■ EXERCISE DESCRIPTION:
From the entries below, copy exactly the lines from the one that contains "Produce the target's" through the one that contains "box: [243, 9, 329, 56]", both included, and only those.

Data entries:
□ □ □ □ □

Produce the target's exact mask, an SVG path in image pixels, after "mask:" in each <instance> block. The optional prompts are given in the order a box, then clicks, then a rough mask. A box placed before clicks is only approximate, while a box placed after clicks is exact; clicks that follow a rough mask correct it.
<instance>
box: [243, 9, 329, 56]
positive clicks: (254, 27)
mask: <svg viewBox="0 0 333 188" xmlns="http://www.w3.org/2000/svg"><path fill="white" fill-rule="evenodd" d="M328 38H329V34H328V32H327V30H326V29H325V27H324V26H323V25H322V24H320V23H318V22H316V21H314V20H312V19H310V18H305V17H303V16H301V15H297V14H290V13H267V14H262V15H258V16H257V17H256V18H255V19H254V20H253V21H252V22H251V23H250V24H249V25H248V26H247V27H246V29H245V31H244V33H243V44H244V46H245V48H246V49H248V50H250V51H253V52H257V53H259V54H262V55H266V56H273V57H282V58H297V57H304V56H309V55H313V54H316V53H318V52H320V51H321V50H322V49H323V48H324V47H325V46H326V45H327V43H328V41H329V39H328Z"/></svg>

□ □ □ □ □

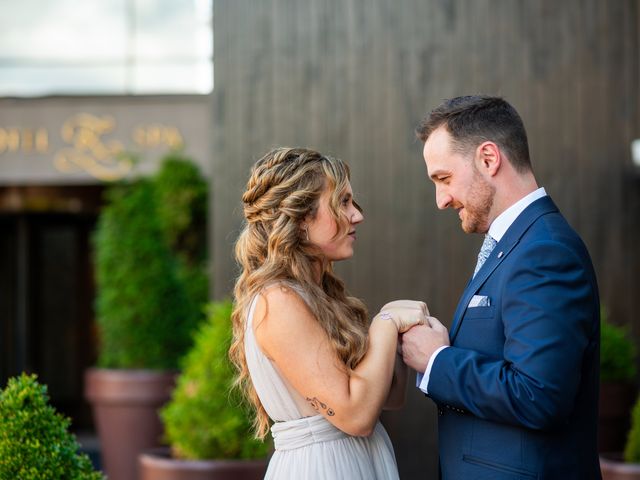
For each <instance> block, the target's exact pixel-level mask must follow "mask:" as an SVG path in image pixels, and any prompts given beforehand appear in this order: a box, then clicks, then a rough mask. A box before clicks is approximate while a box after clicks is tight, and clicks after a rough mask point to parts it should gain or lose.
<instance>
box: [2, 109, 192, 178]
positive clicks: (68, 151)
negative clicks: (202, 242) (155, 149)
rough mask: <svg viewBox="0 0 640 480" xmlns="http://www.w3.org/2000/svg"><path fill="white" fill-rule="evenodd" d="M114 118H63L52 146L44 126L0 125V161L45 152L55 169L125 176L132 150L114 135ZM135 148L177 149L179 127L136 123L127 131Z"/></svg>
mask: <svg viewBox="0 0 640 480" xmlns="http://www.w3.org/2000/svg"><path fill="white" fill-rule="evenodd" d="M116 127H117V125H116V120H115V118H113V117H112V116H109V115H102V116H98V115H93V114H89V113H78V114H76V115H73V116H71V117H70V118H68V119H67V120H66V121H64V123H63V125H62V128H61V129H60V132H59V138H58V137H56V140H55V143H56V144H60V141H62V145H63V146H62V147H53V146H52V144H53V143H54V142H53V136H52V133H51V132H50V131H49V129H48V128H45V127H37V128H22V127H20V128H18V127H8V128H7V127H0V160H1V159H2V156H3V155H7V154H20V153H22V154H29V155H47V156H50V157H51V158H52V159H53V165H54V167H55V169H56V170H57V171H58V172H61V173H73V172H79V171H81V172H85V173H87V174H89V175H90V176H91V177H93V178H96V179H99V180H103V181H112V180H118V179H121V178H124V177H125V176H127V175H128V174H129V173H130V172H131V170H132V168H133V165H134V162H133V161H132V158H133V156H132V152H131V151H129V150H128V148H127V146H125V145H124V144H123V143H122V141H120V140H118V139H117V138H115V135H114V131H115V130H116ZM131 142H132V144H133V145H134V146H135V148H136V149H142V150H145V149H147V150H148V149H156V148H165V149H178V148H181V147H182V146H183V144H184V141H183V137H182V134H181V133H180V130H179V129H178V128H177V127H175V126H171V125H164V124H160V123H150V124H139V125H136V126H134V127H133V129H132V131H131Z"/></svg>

□ □ □ □ □

■ FINISHED EXERCISE:
Produce the target's exact mask, an SVG path in image pixels, after "mask:" in each <instance> block. The optional prompts are given in the order a box, then clicks, then a rough mask. A box placed before clicks is only approximate, while a box placed after clicks is exact; clicks that follow a rough mask correct it.
<instance>
box: [243, 9, 329, 56]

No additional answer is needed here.